*Written request*. Transcribe the records that follow. Keep every word exactly, and drop the pictures.

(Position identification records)
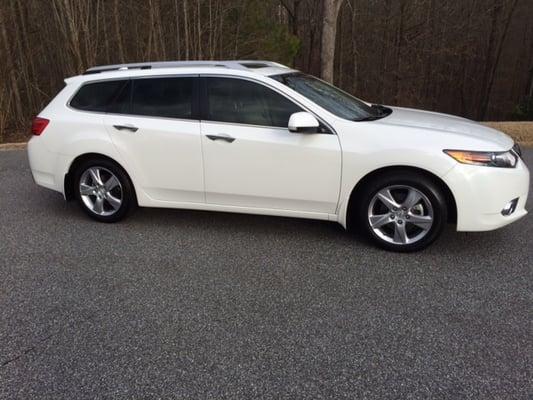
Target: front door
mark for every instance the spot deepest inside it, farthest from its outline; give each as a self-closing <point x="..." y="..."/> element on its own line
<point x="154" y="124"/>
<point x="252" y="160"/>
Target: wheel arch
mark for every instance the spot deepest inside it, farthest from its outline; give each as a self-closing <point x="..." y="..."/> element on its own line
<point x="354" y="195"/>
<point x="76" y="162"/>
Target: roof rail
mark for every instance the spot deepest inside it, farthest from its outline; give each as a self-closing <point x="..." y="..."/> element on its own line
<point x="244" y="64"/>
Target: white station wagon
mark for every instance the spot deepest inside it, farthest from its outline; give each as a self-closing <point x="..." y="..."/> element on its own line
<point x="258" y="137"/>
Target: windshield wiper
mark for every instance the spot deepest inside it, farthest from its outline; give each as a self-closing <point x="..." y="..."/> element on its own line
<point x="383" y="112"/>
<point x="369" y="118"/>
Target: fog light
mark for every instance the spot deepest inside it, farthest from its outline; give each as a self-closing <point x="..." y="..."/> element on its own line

*Complete answer*.
Target: front door
mark for every instance the spot deepest inside it, farthest from its outline; give each as a self-closing <point x="..." y="..."/> element on its own line
<point x="154" y="124"/>
<point x="252" y="160"/>
Target: wheel arch
mark for every instance the spot deepest inside it, farthest from its outline; give each as a self-closing <point x="..." y="..."/> element on its own line
<point x="354" y="195"/>
<point x="76" y="162"/>
Target: roof rail
mark for every instance the spot deepest inside it, farthest from its outline; give each as a self-closing <point x="..." y="..."/> element on its own line
<point x="244" y="64"/>
Target: white station wagon
mark for every instance the spot deepest inside it, farthest from its outline; give each as a self-closing <point x="..." y="..."/> element on its own line
<point x="258" y="137"/>
Target: windshield wiper
mark for every instance the spot deepest inside it, farthest from its outline; give each as a self-closing <point x="..." y="..."/> element on its own line
<point x="383" y="112"/>
<point x="369" y="118"/>
Target: fog light
mark for every instance the spot deepest inside it, farthest from its outline; give each as a self-closing <point x="..." y="..."/> element on its own line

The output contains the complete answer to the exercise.